I sent out 50 Christmas cards today. I love sending cards. It's a tradition that reminds me of my mom. My parents received about 100 Christmas cards every year. It was such a warm and cozy thing, getting mail from old friends and reading the letters and feeling so loved. And my mom would send out at least that many, and she had a whole little satchel with stamps and cards and addresses sitting on the dining table for a week or so, as she wrote personal letters to each person. I love sending out the cards, although not as many people send cards back anymore. It's one of the disappointments of the Internet world, the ease of dashing off a Merry Christmas in an e-mail. Well, I plan to send cards and pictures every year. If you're not on my list, all you have to do is send me your address and I'll get you on for next year. Anyhow, here's my letter (the picture is funny, with a chicken on B's shoulder and the turtle floating in the air near the cat, but it's a total cut and paste, well, tape, so I can't include it here)........

Merry Christmas to all of you!!!

Here are the highlights and general catchings-up from our wonderful, busy, and occasionally nerve-wracking 2010.......

*Jay, myself, my sis, niece, and her two girls traveled to New York last February. My book was a finalist in the Patterson Poetry Prize and we were invited out for a reading. We LOVED the city. The Statue of Liberty, Mary Poppins on Broadway, a limo ride, and a stint on the Today Show (where Jay won us $100 for answering a Superbowl question correctly!) were the best moments. The fact that a winter snow storm was heading into New jersey and my reading was canceled was the only downside. But I went to NY city!!
*I got my Life Coach Certificate. Hahaha. Really. And I am GOOD.
*Barry finished the remodel on the house by putting in the laminate floor and hanging all the doors. He also built not only a stellar chicken coop but an entire flagstone patio in the back yard. It pretty much took over his whole summer but he did a beautiful job. He is making beautiful pottery - we have a studio in the garage and a gigantic kiln in the back yard - and was accepted into several shows.
*We now have a guinea pig, Buddy, that takes our animal count to ten. The three turtles, four chickens, Stan, the dog, and Magpie, the new cat, are all well and happy. Maggie gives Stan frequent bathes and he seems to be resigned to the attention. We lost our beloved cat, Barney, to illness and we miss him very much.

### EXERCISES TO COMPLETE
1. In the Christmas post, what kind of floor did Barry put in to finish the house remodel?
2. Please pull the passage from the Christmas post starting with "Here are the" and going on through "And I am GOOD.", word for word.

### SUPPLIED INFORMATION
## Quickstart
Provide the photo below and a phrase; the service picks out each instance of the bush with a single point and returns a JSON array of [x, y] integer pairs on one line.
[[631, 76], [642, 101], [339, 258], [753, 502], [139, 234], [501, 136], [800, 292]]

### PER-TASK OUTPUTS
1. A laminate floor.

2.
Here are the highlights and general catchings-up from our wonderful, busy, and occasionally nerve-wracking 2010.......

*Jay, myself, my sis, niece, and her two girls traveled to New York last February. My book was a finalist in the Patterson Poetry Prize and we were invited out for a reading. We LOVED the city. The Statue of Liberty, Mary Poppins on Broadway, a limo ride, and a stint on the Today Show (where Jay won us $100 for answering a Superbowl question correctly!) were the best moments. The fact that a winter snow storm was heading into New jersey and my reading was canceled was the only downside. But I went to NY city!!
*I got my Life Coach Certificate. Hahaha. Really. And I am GOOD.